-------- Extracted data --------

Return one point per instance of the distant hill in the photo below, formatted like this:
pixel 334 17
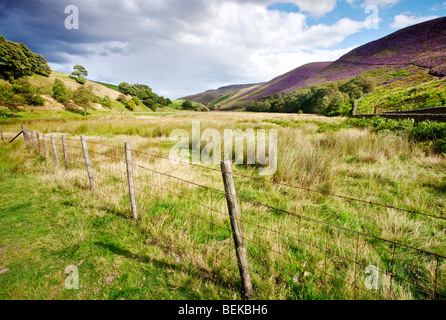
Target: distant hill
pixel 211 95
pixel 422 45
pixel 418 49
pixel 288 82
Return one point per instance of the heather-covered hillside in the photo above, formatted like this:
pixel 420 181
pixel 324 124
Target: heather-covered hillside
pixel 422 45
pixel 288 82
pixel 408 57
pixel 211 95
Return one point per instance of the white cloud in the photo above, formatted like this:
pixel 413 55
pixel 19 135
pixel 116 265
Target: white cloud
pixel 319 9
pixel 381 3
pixel 182 47
pixel 404 20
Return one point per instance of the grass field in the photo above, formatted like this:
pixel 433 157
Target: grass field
pixel 179 249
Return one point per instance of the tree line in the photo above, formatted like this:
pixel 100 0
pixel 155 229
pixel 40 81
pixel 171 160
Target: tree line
pixel 333 99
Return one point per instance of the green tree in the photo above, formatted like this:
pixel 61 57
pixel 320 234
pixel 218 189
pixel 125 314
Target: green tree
pixel 187 105
pixel 17 61
pixel 84 97
pixel 131 104
pixel 79 71
pixel 60 92
pixel 9 98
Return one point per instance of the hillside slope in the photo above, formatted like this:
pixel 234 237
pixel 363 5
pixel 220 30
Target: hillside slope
pixel 422 45
pixel 209 96
pixel 290 81
pixel 418 49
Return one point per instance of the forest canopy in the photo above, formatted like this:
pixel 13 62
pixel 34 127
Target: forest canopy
pixel 17 61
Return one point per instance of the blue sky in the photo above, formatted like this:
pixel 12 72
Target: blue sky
pixel 182 47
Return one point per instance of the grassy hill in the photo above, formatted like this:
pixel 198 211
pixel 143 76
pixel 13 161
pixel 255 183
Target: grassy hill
pixel 213 97
pixel 53 109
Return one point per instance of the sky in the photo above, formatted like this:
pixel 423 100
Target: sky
pixel 183 47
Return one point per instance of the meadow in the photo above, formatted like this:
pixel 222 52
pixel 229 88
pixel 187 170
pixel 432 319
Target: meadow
pixel 306 235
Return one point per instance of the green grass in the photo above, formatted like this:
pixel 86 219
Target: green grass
pixel 43 235
pixel 111 86
pixel 173 252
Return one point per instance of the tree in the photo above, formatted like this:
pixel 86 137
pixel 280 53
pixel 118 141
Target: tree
pixel 60 92
pixel 131 105
pixel 17 61
pixel 80 71
pixel 83 97
pixel 187 105
pixel 9 98
pixel 79 74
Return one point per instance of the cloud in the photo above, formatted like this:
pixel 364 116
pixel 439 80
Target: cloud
pixel 404 20
pixel 177 47
pixel 381 3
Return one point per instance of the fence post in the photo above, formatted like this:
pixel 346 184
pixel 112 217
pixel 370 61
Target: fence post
pixel 234 216
pixel 46 147
pixel 56 158
pixel 32 138
pixel 131 181
pixel 25 134
pixel 38 141
pixel 87 162
pixel 65 153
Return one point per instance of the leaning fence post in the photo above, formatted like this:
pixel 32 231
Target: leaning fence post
pixel 25 134
pixel 38 141
pixel 234 216
pixel 32 138
pixel 46 147
pixel 56 158
pixel 65 152
pixel 87 162
pixel 131 181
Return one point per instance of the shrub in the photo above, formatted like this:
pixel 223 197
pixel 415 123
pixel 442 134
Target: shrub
pixel 81 80
pixel 187 105
pixel 123 99
pixel 131 105
pixel 36 101
pixel 106 102
pixel 84 96
pixel 60 92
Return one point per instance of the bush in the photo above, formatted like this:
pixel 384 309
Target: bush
pixel 106 102
pixel 36 101
pixel 123 99
pixel 83 97
pixel 81 80
pixel 187 105
pixel 426 131
pixel 131 105
pixel 60 92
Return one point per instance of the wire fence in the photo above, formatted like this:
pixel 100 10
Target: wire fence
pixel 290 255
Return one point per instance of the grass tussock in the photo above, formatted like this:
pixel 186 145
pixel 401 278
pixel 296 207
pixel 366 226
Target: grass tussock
pixel 182 247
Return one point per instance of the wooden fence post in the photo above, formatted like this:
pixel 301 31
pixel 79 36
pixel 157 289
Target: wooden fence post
pixel 25 134
pixel 46 147
pixel 234 216
pixel 130 178
pixel 38 141
pixel 87 162
pixel 65 153
pixel 56 158
pixel 32 138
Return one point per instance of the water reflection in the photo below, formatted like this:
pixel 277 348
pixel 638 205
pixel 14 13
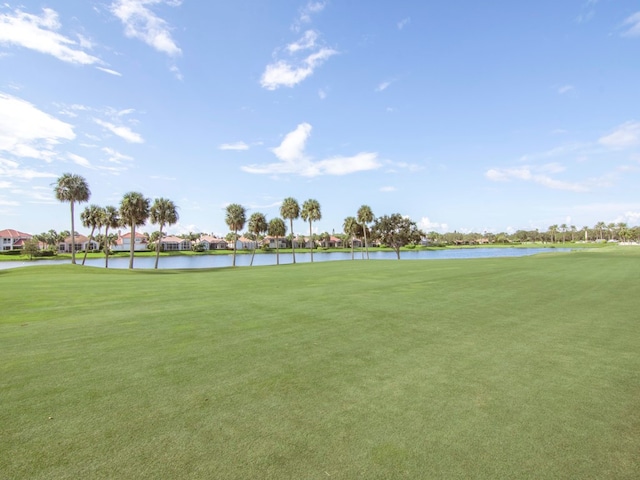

--------

Exercise brief:
Reproduce all of the data above verbatim, omitting the pictures.

Reply to the exercise:
Return one point per instance of the distant hill in the photo below, formatted like this:
pixel 334 17
Target: distant hill
pixel 211 95
pixel 422 45
pixel 418 49
pixel 288 82
Return one point per instance of the heather-covered hillside in the photo above, formatted like this:
pixel 420 181
pixel 324 124
Target: heather-covered hillside
pixel 422 45
pixel 288 82
pixel 408 57
pixel 211 95
Return one point per instance of the white cloud in the photo above, formatted like this:
pixel 413 55
pixel 19 135
pixel 116 265
Target: white cloud
pixel 319 9
pixel 381 3
pixel 182 47
pixel 404 20
Return one point per instance of the grass field in the photo above, formatted like this:
pixel 433 157
Target: grass field
pixel 179 249
Return one point per instance of the tree line in the photo above, formatted like this:
pixel 100 0
pixel 155 229
pixel 40 81
pixel 171 160
Target: tree line
pixel 333 99
Return one point per instance of the green tree in the photo above, formatted like this:
pixel 61 57
pixel 320 234
pixel 218 189
pixel 125 314
Target: green tree
pixel 187 105
pixel 17 61
pixel 84 97
pixel 131 104
pixel 79 71
pixel 60 92
pixel 9 98
Return one point per instance of the hillside slope in the photo above, formatted like this:
pixel 234 237
pixel 363 5
pixel 220 30
Target: hillside slope
pixel 422 45
pixel 209 96
pixel 290 81
pixel 418 49
Return one point per instance of the forest canopy in the photo above, formatted like this:
pixel 13 62
pixel 34 127
Target: forest canopy
pixel 17 61
Return one point per instance of the blue sky in the photo above, formatted like this:
pixel 12 72
Target: blue sky
pixel 182 47
Return one point per instance of the grassy hill in the photo above, formatted like this:
pixel 198 211
pixel 143 76
pixel 13 161
pixel 255 183
Target: grassy hill
pixel 213 97
pixel 53 109
Return one point per instance of the sky in the photo above, formatted like this:
pixel 423 100
Target: sky
pixel 183 47
Return one point per instance of the meadow in the photo above, formatted like this:
pixel 222 52
pixel 229 88
pixel 187 170
pixel 432 319
Target: meadow
pixel 306 235
Return one point per instance of the green grass in the photo above, formatted like this:
pixel 86 219
Target: green grass
pixel 43 235
pixel 111 86
pixel 173 252
Return one point per instance of the tree in the photo above, formatted like this:
pixel 86 137
pixel 280 53
pixel 118 141
Target: tree
pixel 60 92
pixel 131 105
pixel 17 61
pixel 80 71
pixel 83 97
pixel 187 105
pixel 9 98
pixel 79 74
Return one point per instance of the cloud in the photo above, formatted like this:
pixel 364 116
pixel 439 80
Target: cloud
pixel 404 20
pixel 177 47
pixel 381 3
Return one point per instance of the fence post in the photo above, formatted like this:
pixel 346 184
pixel 112 217
pixel 370 61
Target: fence post
pixel 234 216
pixel 46 147
pixel 56 158
pixel 32 138
pixel 131 181
pixel 25 134
pixel 38 141
pixel 87 162
pixel 65 153
Return one point per instance of the leaning fence post in the photo above, formatted like this:
pixel 32 231
Target: leaning fence post
pixel 25 134
pixel 38 141
pixel 234 216
pixel 32 138
pixel 46 147
pixel 56 158
pixel 65 152
pixel 87 162
pixel 131 181
Return one point per instance of the shrub in the photo above, formatted like this:
pixel 223 197
pixel 415 123
pixel 442 134
Target: shrub
pixel 81 80
pixel 187 105
pixel 123 99
pixel 131 105
pixel 36 101
pixel 106 102
pixel 84 96
pixel 60 92
Return one point per instance of the bush in the photo above, formatted like this:
pixel 384 309
Target: bush
pixel 106 102
pixel 36 101
pixel 123 99
pixel 83 97
pixel 81 80
pixel 187 105
pixel 426 131
pixel 131 105
pixel 60 92
Return one point per instance of the wire fence in the photo above, formatted like this:
pixel 100 10
Target: wire fence
pixel 290 255
Return one point per instance of the grass tussock in the photo above, formatted like this:
pixel 186 145
pixel 401 278
pixel 296 207
pixel 366 226
Target: grass tussock
pixel 182 247
Return one point per instance of the wooden fence post in the photo above, formatted like this:
pixel 301 31
pixel 79 36
pixel 157 289
Target: wooden fence post
pixel 25 134
pixel 46 147
pixel 234 216
pixel 130 178
pixel 38 141
pixel 87 162
pixel 65 153
pixel 56 158
pixel 32 138
Return one point per instance of the water reflection in the photo below, formatted like this:
pixel 277 348
pixel 638 205
pixel 14 13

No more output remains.